* **PROBLEM REQUIREMENTS**: Output the lines of the material below verbatim, starting at the line that contains "Spot every instance of man in red" and ending at the line that contains "[187,0,369,82]", with both of those lines included.

** start of PROVIDED DATA **

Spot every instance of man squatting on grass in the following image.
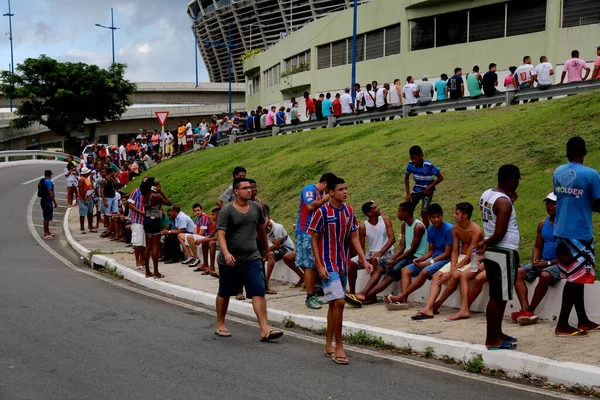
[308,177,373,364]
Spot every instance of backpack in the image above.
[38,178,50,198]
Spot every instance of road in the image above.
[0,165,564,400]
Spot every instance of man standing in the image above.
[309,177,373,364]
[295,173,335,310]
[477,164,521,350]
[553,137,600,337]
[215,178,283,342]
[38,169,58,239]
[560,50,590,85]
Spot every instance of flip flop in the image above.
[215,329,231,337]
[344,293,362,308]
[260,331,283,342]
[410,311,433,321]
[331,356,350,365]
[555,330,590,338]
[488,340,517,350]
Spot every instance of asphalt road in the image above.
[0,166,564,400]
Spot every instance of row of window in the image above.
[317,24,400,69]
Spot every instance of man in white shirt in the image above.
[535,56,554,90]
[340,88,354,115]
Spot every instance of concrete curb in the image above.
[63,209,600,390]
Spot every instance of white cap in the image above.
[544,192,556,203]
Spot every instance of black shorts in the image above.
[218,258,265,298]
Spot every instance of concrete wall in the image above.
[244,0,600,109]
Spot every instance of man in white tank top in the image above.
[477,164,521,350]
[348,201,396,306]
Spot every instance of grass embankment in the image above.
[138,93,600,276]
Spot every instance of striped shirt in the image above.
[127,189,144,224]
[308,203,358,274]
[406,160,440,193]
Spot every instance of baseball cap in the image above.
[544,192,556,203]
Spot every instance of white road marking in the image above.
[21,176,43,185]
[27,189,581,400]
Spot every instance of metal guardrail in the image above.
[217,79,600,145]
[0,150,81,163]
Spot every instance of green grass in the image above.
[137,92,600,274]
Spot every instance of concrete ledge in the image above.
[63,209,600,389]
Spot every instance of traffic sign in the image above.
[155,111,169,126]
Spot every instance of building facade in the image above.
[187,0,370,82]
[244,0,600,109]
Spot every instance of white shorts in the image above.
[185,233,206,246]
[131,224,146,247]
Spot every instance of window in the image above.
[410,17,435,50]
[366,29,383,60]
[316,43,331,71]
[562,0,600,28]
[469,3,506,42]
[331,39,348,67]
[435,10,468,47]
[506,0,546,36]
[385,24,400,56]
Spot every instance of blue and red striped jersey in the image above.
[308,203,358,274]
[128,189,144,224]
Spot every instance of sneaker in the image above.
[190,258,200,267]
[304,296,321,310]
[517,312,539,326]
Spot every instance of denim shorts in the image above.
[296,233,315,269]
[406,259,450,280]
[219,258,265,298]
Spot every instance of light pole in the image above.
[2,0,15,112]
[192,3,198,87]
[204,23,238,119]
[96,8,121,64]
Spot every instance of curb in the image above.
[63,209,600,390]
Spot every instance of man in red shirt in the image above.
[331,93,342,117]
[304,92,317,121]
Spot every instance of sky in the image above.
[0,0,208,82]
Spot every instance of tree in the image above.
[0,54,137,151]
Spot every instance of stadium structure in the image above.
[187,0,369,82]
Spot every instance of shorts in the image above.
[483,246,519,301]
[131,224,146,247]
[406,260,450,280]
[555,237,596,285]
[296,233,315,269]
[350,250,394,268]
[323,272,348,301]
[104,196,119,215]
[521,264,560,286]
[218,258,265,298]
[40,200,54,221]
[388,258,414,282]
[77,199,94,217]
[273,247,294,262]
[410,192,433,213]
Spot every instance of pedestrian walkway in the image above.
[69,212,600,365]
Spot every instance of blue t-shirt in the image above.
[435,79,446,100]
[553,162,600,240]
[542,217,556,261]
[42,178,54,201]
[321,99,333,118]
[406,160,440,194]
[427,221,452,257]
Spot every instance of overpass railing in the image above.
[0,150,81,163]
[218,79,600,145]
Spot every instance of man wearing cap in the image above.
[510,193,560,325]
[38,169,57,239]
[77,167,98,234]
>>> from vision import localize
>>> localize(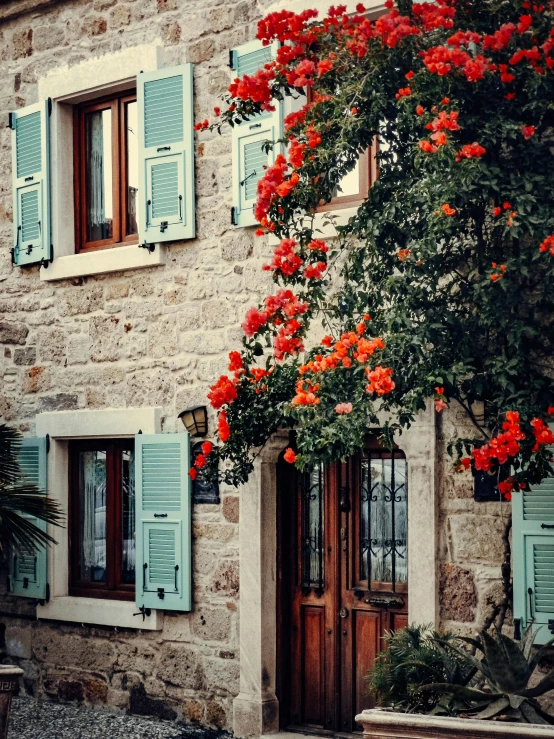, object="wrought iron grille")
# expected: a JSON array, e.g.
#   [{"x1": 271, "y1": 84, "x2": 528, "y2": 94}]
[
  {"x1": 301, "y1": 465, "x2": 325, "y2": 590},
  {"x1": 360, "y1": 449, "x2": 408, "y2": 592}
]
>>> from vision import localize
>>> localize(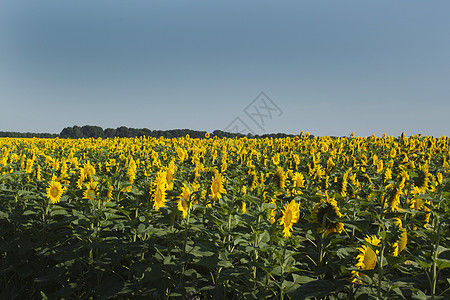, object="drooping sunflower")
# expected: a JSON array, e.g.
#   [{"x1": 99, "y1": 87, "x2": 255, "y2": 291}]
[
  {"x1": 47, "y1": 180, "x2": 64, "y2": 204},
  {"x1": 292, "y1": 172, "x2": 305, "y2": 195},
  {"x1": 280, "y1": 200, "x2": 300, "y2": 237},
  {"x1": 352, "y1": 235, "x2": 381, "y2": 282},
  {"x1": 211, "y1": 172, "x2": 227, "y2": 200},
  {"x1": 389, "y1": 218, "x2": 408, "y2": 256},
  {"x1": 272, "y1": 153, "x2": 280, "y2": 166},
  {"x1": 177, "y1": 182, "x2": 193, "y2": 219},
  {"x1": 275, "y1": 167, "x2": 286, "y2": 189},
  {"x1": 311, "y1": 195, "x2": 344, "y2": 236},
  {"x1": 153, "y1": 171, "x2": 167, "y2": 211},
  {"x1": 414, "y1": 164, "x2": 431, "y2": 194},
  {"x1": 241, "y1": 201, "x2": 247, "y2": 214},
  {"x1": 410, "y1": 198, "x2": 431, "y2": 227},
  {"x1": 83, "y1": 181, "x2": 98, "y2": 200}
]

** end of PROVIDED DATA **

* **RESULT OF THIS EXERCISE**:
Spot every instance of man in red shirt in the image above.
[331,93,342,117]
[304,92,317,121]
Spot every instance of sky in the image above.
[0,0,208,82]
Spot every instance of tree in the image above.
[0,54,137,151]
Spot every instance of stadium structure in the image above.
[187,0,369,82]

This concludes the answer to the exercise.